### EXCERPT TO READ
# Forum Home Renovation Structural Renovation  Dumb question - how do I find my internal metal studs?

## Mick666

Hi all, 
I've done some searching but this may be such a simple question that it has not been asked. I live in a steel framed house and need an easy "fail safe" way to locate internal studs. I have previously purchased 2 (one cheap and one a lot more expensive) stud finders, both of which hit a stud about 25% of the time. And I followed the instructions as precisely as they were written. 
Yesterday I had a revelation and thought a magnet would be my saviour - so when I got home from work I grabbed a couple of old bass guitar pickups that I use as knife magnets on my fridge and started to scan over the walls expecting them to lock on the studs (they're whopping big magnets)...to my disappointment the only place they grabbed was the edges where the external angle was used by the plasterers. Are metal studs not really steel or do they coat them with something that means they don't attract a magnet (my magnet didn't stick to my stainless sink or my stainless cooktop?)
######
▶ _TASKS FOR THIS EXERCISE_
[A] In the forum post, how often did the stud finders hit a stud?
[B] Reproduce the passage of the forum post starting at "Yesterday I had" and ending at "my stainless cooktop?)".
[C] Name every surface where, according to the forum post, the magnets did not stick.
Base your answers only on the forum post.
### DATASET EXTRACT
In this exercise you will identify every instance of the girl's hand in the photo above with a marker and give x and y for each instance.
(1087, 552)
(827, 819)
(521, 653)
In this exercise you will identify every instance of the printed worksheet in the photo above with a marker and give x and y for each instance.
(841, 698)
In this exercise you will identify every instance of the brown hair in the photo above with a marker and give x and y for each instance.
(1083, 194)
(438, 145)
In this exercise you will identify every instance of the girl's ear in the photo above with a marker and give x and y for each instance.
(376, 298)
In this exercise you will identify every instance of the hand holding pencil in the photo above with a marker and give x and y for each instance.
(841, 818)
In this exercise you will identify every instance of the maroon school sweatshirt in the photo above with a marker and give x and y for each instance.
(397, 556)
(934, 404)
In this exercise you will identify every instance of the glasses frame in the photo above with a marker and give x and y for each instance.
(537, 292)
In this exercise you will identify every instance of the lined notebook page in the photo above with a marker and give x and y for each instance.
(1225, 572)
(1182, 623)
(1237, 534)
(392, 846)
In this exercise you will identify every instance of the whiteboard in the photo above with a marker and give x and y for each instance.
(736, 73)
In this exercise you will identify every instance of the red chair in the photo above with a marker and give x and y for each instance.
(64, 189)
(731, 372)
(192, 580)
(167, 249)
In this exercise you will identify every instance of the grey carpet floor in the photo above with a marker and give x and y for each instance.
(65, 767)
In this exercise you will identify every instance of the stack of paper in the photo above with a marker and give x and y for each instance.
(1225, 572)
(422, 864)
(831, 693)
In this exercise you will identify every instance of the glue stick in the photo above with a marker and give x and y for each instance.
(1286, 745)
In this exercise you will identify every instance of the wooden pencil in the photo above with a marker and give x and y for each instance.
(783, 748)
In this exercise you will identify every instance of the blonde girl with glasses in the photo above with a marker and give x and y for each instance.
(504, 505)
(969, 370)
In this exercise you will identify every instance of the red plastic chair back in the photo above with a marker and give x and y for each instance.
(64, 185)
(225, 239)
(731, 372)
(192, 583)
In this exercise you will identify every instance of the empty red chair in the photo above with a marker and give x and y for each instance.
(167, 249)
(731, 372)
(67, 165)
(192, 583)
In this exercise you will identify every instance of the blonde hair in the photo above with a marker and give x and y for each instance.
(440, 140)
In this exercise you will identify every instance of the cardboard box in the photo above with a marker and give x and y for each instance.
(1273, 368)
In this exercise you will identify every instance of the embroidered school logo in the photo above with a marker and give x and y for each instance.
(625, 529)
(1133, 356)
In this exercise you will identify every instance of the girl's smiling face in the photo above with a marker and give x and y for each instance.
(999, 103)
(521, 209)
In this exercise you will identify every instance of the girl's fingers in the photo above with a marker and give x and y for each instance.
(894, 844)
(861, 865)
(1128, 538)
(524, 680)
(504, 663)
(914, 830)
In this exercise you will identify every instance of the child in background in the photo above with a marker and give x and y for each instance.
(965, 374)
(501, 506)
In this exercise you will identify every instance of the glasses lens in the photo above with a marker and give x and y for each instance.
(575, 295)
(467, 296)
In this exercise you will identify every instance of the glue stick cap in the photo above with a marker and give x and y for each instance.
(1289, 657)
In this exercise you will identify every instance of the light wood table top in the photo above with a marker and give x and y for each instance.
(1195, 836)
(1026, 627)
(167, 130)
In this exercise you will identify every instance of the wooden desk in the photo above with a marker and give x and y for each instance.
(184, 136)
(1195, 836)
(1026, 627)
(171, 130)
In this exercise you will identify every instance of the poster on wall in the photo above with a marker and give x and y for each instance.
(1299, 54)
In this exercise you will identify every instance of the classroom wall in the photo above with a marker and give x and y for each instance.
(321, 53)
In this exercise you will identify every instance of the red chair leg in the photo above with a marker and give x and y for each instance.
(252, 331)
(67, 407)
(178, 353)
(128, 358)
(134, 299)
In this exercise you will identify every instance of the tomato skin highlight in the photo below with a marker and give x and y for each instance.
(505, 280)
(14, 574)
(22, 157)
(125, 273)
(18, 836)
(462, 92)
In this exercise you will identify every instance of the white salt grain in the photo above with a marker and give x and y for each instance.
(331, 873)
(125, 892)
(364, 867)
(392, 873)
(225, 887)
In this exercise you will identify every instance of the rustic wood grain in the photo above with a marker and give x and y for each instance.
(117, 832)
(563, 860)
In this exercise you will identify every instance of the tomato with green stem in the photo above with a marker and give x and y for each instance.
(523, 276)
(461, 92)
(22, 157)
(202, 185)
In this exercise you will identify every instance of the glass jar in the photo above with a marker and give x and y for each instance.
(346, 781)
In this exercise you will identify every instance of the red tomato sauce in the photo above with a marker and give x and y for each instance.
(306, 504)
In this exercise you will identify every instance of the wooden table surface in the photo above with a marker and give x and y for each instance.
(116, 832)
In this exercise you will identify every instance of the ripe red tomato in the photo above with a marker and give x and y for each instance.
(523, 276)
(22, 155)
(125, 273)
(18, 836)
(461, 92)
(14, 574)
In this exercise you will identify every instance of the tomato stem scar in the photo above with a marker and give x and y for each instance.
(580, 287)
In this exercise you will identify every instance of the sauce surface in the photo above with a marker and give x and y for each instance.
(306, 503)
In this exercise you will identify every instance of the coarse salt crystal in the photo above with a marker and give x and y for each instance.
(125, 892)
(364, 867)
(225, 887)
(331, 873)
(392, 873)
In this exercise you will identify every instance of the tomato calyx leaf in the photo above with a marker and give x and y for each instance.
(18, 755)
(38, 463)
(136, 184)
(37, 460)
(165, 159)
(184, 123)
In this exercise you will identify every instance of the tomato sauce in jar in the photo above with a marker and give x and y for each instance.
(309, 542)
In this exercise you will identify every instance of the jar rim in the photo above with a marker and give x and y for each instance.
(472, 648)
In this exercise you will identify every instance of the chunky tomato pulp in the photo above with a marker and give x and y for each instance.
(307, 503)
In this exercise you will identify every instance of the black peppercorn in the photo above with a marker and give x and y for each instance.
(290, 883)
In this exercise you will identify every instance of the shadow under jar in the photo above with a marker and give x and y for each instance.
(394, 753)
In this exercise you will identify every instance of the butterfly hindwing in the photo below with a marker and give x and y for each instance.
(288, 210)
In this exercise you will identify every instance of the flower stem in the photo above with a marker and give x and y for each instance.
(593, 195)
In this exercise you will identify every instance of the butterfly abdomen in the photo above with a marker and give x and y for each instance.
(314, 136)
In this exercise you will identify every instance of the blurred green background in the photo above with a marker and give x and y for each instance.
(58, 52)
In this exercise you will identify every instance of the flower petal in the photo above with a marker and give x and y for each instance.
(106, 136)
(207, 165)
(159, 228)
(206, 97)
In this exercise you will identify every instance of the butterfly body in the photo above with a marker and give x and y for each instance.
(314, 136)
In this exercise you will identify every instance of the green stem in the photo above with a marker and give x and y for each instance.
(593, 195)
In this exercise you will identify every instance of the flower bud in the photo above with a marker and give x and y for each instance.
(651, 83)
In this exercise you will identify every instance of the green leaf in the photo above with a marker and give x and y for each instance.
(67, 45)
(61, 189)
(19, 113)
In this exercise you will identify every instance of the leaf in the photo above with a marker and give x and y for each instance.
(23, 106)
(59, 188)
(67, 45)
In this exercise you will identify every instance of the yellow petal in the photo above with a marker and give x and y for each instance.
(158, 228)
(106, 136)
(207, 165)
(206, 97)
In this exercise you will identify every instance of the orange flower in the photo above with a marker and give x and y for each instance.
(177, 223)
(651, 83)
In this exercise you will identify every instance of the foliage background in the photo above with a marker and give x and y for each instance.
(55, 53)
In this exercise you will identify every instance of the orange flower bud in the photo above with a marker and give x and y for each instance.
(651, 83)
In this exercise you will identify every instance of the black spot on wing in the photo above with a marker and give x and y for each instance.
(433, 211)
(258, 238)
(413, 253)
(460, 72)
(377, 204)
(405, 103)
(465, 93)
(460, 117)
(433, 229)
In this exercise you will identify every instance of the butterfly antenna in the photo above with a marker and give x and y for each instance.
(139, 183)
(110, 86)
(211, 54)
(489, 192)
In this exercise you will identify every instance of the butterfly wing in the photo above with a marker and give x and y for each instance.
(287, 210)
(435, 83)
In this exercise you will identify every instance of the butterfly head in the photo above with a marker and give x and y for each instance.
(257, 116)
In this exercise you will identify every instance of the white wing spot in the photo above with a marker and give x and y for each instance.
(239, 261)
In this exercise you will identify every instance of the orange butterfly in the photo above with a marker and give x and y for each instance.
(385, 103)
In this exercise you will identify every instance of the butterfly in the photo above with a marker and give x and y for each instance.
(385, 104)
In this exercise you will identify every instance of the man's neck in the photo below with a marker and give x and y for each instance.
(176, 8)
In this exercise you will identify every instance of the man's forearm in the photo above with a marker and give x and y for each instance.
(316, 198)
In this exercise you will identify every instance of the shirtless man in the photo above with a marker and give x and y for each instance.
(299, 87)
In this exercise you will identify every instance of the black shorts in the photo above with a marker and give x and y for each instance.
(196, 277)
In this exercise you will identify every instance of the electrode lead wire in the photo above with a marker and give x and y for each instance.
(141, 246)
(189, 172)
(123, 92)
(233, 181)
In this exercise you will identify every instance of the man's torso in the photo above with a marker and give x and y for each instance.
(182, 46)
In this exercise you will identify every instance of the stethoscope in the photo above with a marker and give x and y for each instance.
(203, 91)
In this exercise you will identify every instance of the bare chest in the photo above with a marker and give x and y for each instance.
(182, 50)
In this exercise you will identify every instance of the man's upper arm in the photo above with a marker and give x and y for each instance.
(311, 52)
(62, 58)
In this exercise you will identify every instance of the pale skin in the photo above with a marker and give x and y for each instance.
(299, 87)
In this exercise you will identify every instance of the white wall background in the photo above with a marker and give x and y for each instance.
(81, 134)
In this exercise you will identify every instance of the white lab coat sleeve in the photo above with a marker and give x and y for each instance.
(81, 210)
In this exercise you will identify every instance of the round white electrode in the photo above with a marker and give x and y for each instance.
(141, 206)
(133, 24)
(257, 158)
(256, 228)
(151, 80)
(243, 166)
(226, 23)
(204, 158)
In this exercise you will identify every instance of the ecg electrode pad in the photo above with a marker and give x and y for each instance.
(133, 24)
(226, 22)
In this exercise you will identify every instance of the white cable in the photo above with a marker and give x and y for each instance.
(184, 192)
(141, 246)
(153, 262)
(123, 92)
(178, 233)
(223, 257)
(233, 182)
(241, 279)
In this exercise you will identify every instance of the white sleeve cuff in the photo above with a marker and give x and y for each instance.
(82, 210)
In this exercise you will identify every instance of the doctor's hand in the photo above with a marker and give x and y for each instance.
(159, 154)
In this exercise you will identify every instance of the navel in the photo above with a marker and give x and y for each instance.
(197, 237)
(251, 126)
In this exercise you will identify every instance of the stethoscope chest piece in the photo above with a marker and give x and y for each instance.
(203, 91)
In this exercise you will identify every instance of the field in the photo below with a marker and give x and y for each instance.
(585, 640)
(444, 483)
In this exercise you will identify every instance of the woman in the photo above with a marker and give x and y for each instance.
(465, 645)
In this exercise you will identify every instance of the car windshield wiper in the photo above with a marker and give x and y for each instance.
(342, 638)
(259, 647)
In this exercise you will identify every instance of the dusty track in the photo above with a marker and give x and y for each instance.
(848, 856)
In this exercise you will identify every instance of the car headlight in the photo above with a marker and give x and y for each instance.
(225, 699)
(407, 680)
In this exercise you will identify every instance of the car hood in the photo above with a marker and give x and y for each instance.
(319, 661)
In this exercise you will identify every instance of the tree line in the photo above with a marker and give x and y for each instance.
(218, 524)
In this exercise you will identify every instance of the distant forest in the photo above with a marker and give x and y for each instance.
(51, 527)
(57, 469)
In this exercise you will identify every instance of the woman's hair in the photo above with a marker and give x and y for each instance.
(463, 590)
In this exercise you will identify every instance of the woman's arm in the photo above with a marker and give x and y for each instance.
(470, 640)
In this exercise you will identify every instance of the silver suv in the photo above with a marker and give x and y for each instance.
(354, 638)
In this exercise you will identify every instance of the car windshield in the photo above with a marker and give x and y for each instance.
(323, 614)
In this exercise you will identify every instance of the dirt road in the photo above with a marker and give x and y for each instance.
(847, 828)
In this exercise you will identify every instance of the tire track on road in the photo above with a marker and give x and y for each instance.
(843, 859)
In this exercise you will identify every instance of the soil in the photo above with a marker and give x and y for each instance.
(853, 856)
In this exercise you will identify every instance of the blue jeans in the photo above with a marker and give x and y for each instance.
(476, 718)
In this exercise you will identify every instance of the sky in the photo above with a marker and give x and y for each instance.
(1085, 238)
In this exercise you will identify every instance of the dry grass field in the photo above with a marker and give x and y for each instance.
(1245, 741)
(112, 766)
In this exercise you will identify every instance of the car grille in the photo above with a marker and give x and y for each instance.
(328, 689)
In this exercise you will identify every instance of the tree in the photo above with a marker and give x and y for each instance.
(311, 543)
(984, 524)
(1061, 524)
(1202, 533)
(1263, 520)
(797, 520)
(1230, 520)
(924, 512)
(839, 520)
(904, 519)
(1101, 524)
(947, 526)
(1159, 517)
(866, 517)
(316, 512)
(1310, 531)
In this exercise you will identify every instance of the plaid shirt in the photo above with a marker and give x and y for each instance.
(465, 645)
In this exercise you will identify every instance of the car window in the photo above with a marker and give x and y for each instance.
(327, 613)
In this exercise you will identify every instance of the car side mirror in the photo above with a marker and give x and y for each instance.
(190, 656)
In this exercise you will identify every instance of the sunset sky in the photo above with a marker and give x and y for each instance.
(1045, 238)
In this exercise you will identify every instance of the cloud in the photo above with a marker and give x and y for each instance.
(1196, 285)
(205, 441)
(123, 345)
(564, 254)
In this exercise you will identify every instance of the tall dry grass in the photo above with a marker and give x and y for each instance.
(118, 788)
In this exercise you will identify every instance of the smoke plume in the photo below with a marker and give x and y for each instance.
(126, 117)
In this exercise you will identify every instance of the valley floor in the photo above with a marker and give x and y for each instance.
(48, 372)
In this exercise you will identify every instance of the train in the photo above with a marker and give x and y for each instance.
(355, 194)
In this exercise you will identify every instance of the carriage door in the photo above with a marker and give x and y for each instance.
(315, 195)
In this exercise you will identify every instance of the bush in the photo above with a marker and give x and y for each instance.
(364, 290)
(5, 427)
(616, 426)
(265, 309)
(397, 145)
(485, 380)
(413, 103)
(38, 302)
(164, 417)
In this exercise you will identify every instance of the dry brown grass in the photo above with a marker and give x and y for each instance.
######
▶ _ANSWERS FOR THE TASKS_
[A] About 25% of the time.

[B]
Yesterday I had a revelation and thought a magnet would be my saviour - so when I got home from work I grabbed a couple of old bass guitar pickups that I use as knife magnets on my fridge and started to scan over the walls expecting them to lock on the studs (they're whopping big magnets)...to my disappointment the only place they grabbed was the edges where the external angle was used by the plasterers. Are metal studs not really steel or do they coat them with something that means they don't attract a magnet (my magnet didn't stick to my stainless sink or my stainless cooktop?)

[C]
- The walls, except at the edges where the plasterers used the external angle
- The stainless sink
- The stainless cooktop